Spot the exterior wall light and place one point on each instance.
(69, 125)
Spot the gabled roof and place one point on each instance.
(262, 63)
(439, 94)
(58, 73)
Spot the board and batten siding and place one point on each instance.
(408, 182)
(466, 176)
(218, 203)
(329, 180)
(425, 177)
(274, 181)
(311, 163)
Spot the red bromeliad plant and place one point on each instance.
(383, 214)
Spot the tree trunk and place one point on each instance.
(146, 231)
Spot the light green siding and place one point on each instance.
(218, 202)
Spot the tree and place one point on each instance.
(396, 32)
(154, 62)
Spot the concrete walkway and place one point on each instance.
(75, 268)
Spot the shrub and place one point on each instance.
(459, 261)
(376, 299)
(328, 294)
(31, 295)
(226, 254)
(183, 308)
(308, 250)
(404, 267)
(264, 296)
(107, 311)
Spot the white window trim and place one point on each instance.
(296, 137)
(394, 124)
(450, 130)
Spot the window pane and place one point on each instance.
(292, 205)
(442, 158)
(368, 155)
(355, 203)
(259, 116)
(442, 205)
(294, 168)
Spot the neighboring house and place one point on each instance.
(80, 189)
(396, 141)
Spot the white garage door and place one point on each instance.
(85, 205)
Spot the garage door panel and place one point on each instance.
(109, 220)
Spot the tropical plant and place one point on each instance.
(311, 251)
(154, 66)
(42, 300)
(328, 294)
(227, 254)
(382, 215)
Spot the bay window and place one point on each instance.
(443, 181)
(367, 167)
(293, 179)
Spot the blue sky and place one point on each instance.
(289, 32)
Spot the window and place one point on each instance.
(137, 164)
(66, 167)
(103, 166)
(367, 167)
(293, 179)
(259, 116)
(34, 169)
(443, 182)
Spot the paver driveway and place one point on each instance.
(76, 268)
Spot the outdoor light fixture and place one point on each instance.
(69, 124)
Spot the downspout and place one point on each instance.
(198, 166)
• • • • • • •
▸ **Problem details**: Restate the whole listing exactly.

▸ **Result of this exercise**:
Spot the exterior wall light and place one point on each instance.
(69, 125)
Spot the gabled roof and place one point on each instance.
(262, 63)
(439, 94)
(58, 73)
Spot the board and batten siding and place one point on each instance.
(408, 182)
(466, 176)
(218, 203)
(329, 180)
(425, 177)
(274, 181)
(311, 163)
Spot the red bromeliad plant and place one point on each instance.
(383, 214)
Spot the tree trunk and place one point on each instance.
(146, 231)
Spot the light green siding and place one point on each instance.
(218, 202)
Spot the tree and place one point on each instance.
(396, 32)
(154, 62)
Spot the concrete walkway and place one point on each instance.
(75, 268)
Spot the shrub and place one point on each instance.
(459, 261)
(376, 299)
(328, 294)
(31, 295)
(226, 254)
(183, 308)
(308, 250)
(404, 267)
(264, 296)
(107, 311)
Spot the white window trim and place one point on each instance.
(296, 137)
(394, 124)
(450, 130)
Spot the window pane and place one point on each instance.
(292, 205)
(442, 158)
(368, 155)
(355, 203)
(259, 116)
(442, 205)
(294, 168)
Spot the neighboring house and place one point on each instance.
(80, 189)
(396, 141)
Spot the white garage door and place one point on each instance.
(85, 205)
Spot the garage door panel and place one point on each instance.
(109, 220)
Spot the tropical plant and place one point on each instance.
(311, 251)
(154, 66)
(42, 300)
(328, 294)
(227, 254)
(382, 215)
Spot the bay window and place one point on each instance.
(443, 181)
(367, 167)
(293, 179)
Spot the blue sky and place one point on each instance.
(289, 32)
Spot the window and place one point on each instance.
(137, 164)
(66, 167)
(103, 166)
(367, 167)
(293, 179)
(259, 116)
(34, 169)
(443, 182)
Spot the paver driveway and place one point on each instance.
(76, 268)
Spot the outdoor light fixture and place one point on each instance.
(69, 124)
Spot the downspout and place one point on each instance.
(198, 166)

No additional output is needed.